■ MATERIAL PROVIDED
■ ■ ■ ■ ■

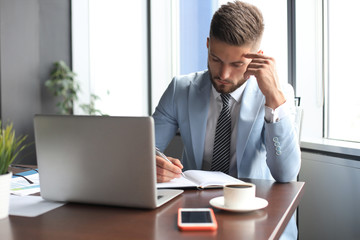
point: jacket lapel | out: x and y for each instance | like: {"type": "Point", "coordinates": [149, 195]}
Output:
{"type": "Point", "coordinates": [199, 94]}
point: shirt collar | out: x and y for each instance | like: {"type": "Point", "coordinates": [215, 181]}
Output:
{"type": "Point", "coordinates": [236, 95]}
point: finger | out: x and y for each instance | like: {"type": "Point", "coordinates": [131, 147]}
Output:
{"type": "Point", "coordinates": [163, 164]}
{"type": "Point", "coordinates": [176, 162]}
{"type": "Point", "coordinates": [163, 173]}
{"type": "Point", "coordinates": [161, 178]}
{"type": "Point", "coordinates": [256, 56]}
{"type": "Point", "coordinates": [256, 65]}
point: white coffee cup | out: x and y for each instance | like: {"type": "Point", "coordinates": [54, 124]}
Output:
{"type": "Point", "coordinates": [239, 195]}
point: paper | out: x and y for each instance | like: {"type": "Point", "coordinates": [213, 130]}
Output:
{"type": "Point", "coordinates": [31, 206]}
{"type": "Point", "coordinates": [200, 179]}
{"type": "Point", "coordinates": [21, 187]}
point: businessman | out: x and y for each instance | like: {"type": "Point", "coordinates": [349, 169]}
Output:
{"type": "Point", "coordinates": [263, 141]}
{"type": "Point", "coordinates": [234, 117]}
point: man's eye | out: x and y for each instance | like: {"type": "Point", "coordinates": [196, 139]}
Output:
{"type": "Point", "coordinates": [238, 65]}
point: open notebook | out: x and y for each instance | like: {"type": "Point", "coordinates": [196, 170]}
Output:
{"type": "Point", "coordinates": [200, 179]}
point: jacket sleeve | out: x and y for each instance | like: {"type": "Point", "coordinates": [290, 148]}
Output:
{"type": "Point", "coordinates": [282, 147]}
{"type": "Point", "coordinates": [165, 118]}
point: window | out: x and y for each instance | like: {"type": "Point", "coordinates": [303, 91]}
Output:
{"type": "Point", "coordinates": [343, 37]}
{"type": "Point", "coordinates": [110, 54]}
{"type": "Point", "coordinates": [327, 81]}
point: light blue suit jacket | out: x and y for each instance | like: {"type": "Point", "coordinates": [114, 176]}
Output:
{"type": "Point", "coordinates": [263, 150]}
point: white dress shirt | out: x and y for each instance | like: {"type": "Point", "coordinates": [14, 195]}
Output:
{"type": "Point", "coordinates": [215, 107]}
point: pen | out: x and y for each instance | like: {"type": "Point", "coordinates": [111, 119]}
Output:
{"type": "Point", "coordinates": [160, 154]}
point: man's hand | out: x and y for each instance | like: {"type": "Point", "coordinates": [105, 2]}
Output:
{"type": "Point", "coordinates": [166, 171]}
{"type": "Point", "coordinates": [263, 68]}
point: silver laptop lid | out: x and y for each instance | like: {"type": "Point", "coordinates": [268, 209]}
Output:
{"type": "Point", "coordinates": [97, 160]}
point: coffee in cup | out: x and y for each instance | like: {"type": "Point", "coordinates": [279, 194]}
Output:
{"type": "Point", "coordinates": [239, 195]}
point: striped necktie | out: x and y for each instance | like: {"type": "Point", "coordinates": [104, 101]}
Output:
{"type": "Point", "coordinates": [221, 153]}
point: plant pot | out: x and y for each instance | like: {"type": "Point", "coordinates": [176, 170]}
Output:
{"type": "Point", "coordinates": [5, 180]}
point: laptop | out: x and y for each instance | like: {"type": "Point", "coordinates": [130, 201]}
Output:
{"type": "Point", "coordinates": [98, 160]}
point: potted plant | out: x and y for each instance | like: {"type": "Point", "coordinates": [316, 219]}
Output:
{"type": "Point", "coordinates": [62, 84]}
{"type": "Point", "coordinates": [10, 147]}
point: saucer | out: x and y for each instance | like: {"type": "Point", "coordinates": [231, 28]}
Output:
{"type": "Point", "coordinates": [257, 204]}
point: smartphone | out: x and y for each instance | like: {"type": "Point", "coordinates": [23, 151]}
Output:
{"type": "Point", "coordinates": [196, 219]}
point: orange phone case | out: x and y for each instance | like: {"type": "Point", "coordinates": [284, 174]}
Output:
{"type": "Point", "coordinates": [195, 227]}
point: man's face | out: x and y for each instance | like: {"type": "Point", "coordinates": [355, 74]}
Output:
{"type": "Point", "coordinates": [227, 65]}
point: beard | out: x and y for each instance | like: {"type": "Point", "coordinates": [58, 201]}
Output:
{"type": "Point", "coordinates": [224, 88]}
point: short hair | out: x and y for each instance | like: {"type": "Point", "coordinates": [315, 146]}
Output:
{"type": "Point", "coordinates": [237, 23]}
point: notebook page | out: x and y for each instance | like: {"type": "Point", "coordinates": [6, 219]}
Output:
{"type": "Point", "coordinates": [204, 179]}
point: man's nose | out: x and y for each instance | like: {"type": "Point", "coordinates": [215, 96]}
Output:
{"type": "Point", "coordinates": [224, 72]}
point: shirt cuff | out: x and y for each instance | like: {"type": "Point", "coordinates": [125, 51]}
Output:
{"type": "Point", "coordinates": [275, 115]}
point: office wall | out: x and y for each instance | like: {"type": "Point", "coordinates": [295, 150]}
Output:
{"type": "Point", "coordinates": [33, 35]}
{"type": "Point", "coordinates": [330, 208]}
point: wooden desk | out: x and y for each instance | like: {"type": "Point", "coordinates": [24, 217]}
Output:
{"type": "Point", "coordinates": [80, 221]}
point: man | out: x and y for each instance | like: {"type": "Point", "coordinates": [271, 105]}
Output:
{"type": "Point", "coordinates": [261, 138]}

■ ■ ■ ■ ■

■ DIRECTIVE
Restate the whole listing above exactly, except for its images.

■ SOLUTION
point: jacket lapel | out: x and y for each instance | like: {"type": "Point", "coordinates": [149, 195]}
Output:
{"type": "Point", "coordinates": [199, 94]}
point: shirt collar | out: x and y for each instance | like: {"type": "Point", "coordinates": [215, 181]}
Output:
{"type": "Point", "coordinates": [236, 95]}
point: finger | out: x and y for each instance | like: {"type": "Point", "coordinates": [131, 147]}
Output:
{"type": "Point", "coordinates": [163, 164]}
{"type": "Point", "coordinates": [176, 162]}
{"type": "Point", "coordinates": [163, 173]}
{"type": "Point", "coordinates": [161, 178]}
{"type": "Point", "coordinates": [256, 56]}
{"type": "Point", "coordinates": [256, 65]}
point: white coffee cup | out: x and y for each instance | like: {"type": "Point", "coordinates": [54, 124]}
Output:
{"type": "Point", "coordinates": [239, 195]}
point: paper | out: x and y for each instance | like: {"type": "Point", "coordinates": [213, 130]}
Output:
{"type": "Point", "coordinates": [31, 206]}
{"type": "Point", "coordinates": [200, 179]}
{"type": "Point", "coordinates": [21, 187]}
point: businessman | out: x and y for each instance | like: {"type": "Point", "coordinates": [349, 169]}
Output:
{"type": "Point", "coordinates": [263, 141]}
{"type": "Point", "coordinates": [234, 117]}
point: man's eye | out: x and y for each instance | like: {"type": "Point", "coordinates": [196, 139]}
Output:
{"type": "Point", "coordinates": [238, 65]}
point: open notebook | out: x and y for each instance | like: {"type": "Point", "coordinates": [196, 170]}
Output:
{"type": "Point", "coordinates": [200, 179]}
point: jacket sleeve | out: x and y for each instance | like: {"type": "Point", "coordinates": [290, 148]}
Output:
{"type": "Point", "coordinates": [282, 147]}
{"type": "Point", "coordinates": [165, 118]}
point: window | out: x and y for each instance | like: {"type": "Point", "coordinates": [303, 91]}
Output:
{"type": "Point", "coordinates": [343, 37]}
{"type": "Point", "coordinates": [110, 54]}
{"type": "Point", "coordinates": [327, 81]}
point: light blue suit jacket | out: x and y for each instance | like: {"type": "Point", "coordinates": [114, 176]}
Output:
{"type": "Point", "coordinates": [263, 150]}
point: white dress shirt | out: x and y for each instance | like: {"type": "Point", "coordinates": [14, 195]}
Output:
{"type": "Point", "coordinates": [215, 107]}
point: pen | out: x and y for each instance | like: {"type": "Point", "coordinates": [111, 119]}
Output:
{"type": "Point", "coordinates": [160, 154]}
point: man's hand | out: x and y for each instance | like: {"type": "Point", "coordinates": [105, 2]}
Output:
{"type": "Point", "coordinates": [166, 171]}
{"type": "Point", "coordinates": [263, 68]}
point: silver laptop lid | out: x and y for each instance | like: {"type": "Point", "coordinates": [268, 209]}
Output:
{"type": "Point", "coordinates": [97, 160]}
point: coffee in cup | out: x and y for each instance | like: {"type": "Point", "coordinates": [279, 194]}
Output:
{"type": "Point", "coordinates": [239, 195]}
point: striped necktie | out: x and y for each instance | like: {"type": "Point", "coordinates": [104, 101]}
Output:
{"type": "Point", "coordinates": [221, 153]}
point: plant pot | out: x and y for each instance | like: {"type": "Point", "coordinates": [176, 170]}
Output:
{"type": "Point", "coordinates": [5, 180]}
point: laptop | out: x and y for each instance | like: {"type": "Point", "coordinates": [130, 201]}
Output:
{"type": "Point", "coordinates": [98, 160]}
point: potted plant | out: x and y for each instance | like: {"type": "Point", "coordinates": [316, 219]}
Output:
{"type": "Point", "coordinates": [62, 84]}
{"type": "Point", "coordinates": [10, 147]}
point: saucer | out: x and y for each instance | like: {"type": "Point", "coordinates": [231, 28]}
Output:
{"type": "Point", "coordinates": [257, 204]}
point: smartphone | out: x and y for each instance | like: {"type": "Point", "coordinates": [23, 151]}
Output:
{"type": "Point", "coordinates": [196, 219]}
point: orange phone case | out: x and y for each instance | like: {"type": "Point", "coordinates": [284, 174]}
Output:
{"type": "Point", "coordinates": [195, 227]}
point: man's face | out: x and y for each instance | like: {"type": "Point", "coordinates": [355, 74]}
Output:
{"type": "Point", "coordinates": [227, 65]}
point: beard | out: x and y for each instance | like: {"type": "Point", "coordinates": [58, 201]}
Output:
{"type": "Point", "coordinates": [224, 88]}
point: short hair | out: x and y for each instance | like: {"type": "Point", "coordinates": [315, 146]}
Output:
{"type": "Point", "coordinates": [237, 23]}
point: notebook page | out: x and y for each instance | like: {"type": "Point", "coordinates": [6, 219]}
Output:
{"type": "Point", "coordinates": [204, 179]}
point: man's nose | out: x and y for each instance | like: {"type": "Point", "coordinates": [215, 96]}
Output:
{"type": "Point", "coordinates": [224, 72]}
point: shirt cuff | out: x and y for each instance | like: {"type": "Point", "coordinates": [125, 51]}
Output:
{"type": "Point", "coordinates": [275, 115]}
point: office wall | out: x and y for each instance | like: {"type": "Point", "coordinates": [295, 150]}
Output:
{"type": "Point", "coordinates": [33, 35]}
{"type": "Point", "coordinates": [330, 208]}
point: wooden desk | out: x and y for each instance | like: {"type": "Point", "coordinates": [24, 217]}
Output:
{"type": "Point", "coordinates": [80, 221]}
point: man | out: x and y for each instance | like: {"type": "Point", "coordinates": [271, 105]}
Output:
{"type": "Point", "coordinates": [261, 138]}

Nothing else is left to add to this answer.